WHAT THE EXERCISE ASKS - Present the records from the line containing "I'm trying to find the person sitting" through the line containing "0,24 -> 236,47" as a Markdown table with a Row column for the row number and a Line column for the line itself. Include only those lines, and leave out any blank ones.

** Start of DATA LINES **

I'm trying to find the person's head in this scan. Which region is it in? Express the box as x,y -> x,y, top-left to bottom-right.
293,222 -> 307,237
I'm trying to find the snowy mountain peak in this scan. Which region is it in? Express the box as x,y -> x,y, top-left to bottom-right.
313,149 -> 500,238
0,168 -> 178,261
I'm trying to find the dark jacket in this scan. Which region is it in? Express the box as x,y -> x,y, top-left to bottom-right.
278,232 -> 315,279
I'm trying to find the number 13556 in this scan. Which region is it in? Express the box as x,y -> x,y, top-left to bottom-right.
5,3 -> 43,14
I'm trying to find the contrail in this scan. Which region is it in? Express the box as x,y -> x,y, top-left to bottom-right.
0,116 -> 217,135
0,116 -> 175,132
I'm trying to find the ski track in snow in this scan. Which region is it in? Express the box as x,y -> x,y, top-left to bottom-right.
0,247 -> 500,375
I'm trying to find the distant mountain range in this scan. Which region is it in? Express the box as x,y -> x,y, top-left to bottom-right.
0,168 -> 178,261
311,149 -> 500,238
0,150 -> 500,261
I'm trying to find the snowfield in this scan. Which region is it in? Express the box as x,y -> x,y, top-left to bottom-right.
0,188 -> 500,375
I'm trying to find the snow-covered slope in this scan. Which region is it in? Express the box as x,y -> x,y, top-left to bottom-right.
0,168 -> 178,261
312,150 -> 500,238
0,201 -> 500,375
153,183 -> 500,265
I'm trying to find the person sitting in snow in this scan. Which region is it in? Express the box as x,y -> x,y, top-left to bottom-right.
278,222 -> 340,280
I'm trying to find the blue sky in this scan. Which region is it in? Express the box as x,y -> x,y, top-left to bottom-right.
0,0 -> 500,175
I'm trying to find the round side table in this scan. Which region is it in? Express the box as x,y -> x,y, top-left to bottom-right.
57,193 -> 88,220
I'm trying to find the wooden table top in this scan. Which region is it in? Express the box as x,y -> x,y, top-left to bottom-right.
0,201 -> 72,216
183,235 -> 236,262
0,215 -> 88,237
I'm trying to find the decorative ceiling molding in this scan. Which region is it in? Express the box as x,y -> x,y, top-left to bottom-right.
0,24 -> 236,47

** End of DATA LINES **
** Start of DATA LINES **

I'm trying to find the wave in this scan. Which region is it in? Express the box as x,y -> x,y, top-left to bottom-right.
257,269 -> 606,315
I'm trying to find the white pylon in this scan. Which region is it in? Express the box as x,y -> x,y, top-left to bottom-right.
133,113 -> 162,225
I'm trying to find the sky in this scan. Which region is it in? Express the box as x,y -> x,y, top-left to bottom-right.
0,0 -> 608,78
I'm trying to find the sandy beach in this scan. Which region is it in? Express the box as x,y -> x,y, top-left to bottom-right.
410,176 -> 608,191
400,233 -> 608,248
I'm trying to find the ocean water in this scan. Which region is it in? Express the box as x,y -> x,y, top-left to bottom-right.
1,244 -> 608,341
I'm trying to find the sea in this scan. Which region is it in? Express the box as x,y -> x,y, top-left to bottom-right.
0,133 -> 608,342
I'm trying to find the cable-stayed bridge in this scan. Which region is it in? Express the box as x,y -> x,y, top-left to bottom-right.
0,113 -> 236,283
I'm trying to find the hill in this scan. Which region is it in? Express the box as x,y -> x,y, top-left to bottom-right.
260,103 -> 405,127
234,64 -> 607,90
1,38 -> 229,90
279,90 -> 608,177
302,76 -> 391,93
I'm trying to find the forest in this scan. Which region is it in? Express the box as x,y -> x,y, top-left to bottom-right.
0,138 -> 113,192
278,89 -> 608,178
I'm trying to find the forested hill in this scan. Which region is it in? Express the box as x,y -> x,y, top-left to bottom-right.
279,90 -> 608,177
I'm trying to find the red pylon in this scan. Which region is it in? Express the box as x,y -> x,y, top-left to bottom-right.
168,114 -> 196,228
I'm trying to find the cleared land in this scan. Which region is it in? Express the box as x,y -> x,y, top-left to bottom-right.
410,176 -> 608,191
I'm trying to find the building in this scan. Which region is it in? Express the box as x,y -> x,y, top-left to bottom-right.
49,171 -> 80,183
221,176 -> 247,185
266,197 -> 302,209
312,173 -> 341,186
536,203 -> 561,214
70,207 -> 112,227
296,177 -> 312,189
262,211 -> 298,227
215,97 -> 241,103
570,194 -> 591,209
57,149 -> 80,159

** End of DATA LINES **

ANSWER TO THIS PROBLEM -
| Row | Line |
|---|---|
| 1 | I'm trying to find the person sitting in snow in this scan. Which region is it in? Express the box as x,y -> x,y, top-left to bottom-right. |
| 2 | 278,222 -> 340,280 |
| 3 | I'm trying to find the blue sky in this scan. Which region is it in? Express the box as x,y -> x,y, top-left to bottom-right. |
| 4 | 0,0 -> 500,175 |
| 5 | I'm trying to find the round side table in this scan. Which region is it in? Express the box as x,y -> x,y, top-left to bottom-right. |
| 6 | 57,193 -> 88,220 |
| 7 | I'm trying to find the wooden table top in this scan. Which region is it in? Express the box as x,y -> x,y, top-left to bottom-right. |
| 8 | 0,201 -> 72,216 |
| 9 | 183,235 -> 236,262 |
| 10 | 0,215 -> 88,237 |
| 11 | I'm trying to find the decorative ceiling molding in this scan. Which region is it in? Express the box as x,y -> x,y, top-left to bottom-right. |
| 12 | 0,24 -> 236,47 |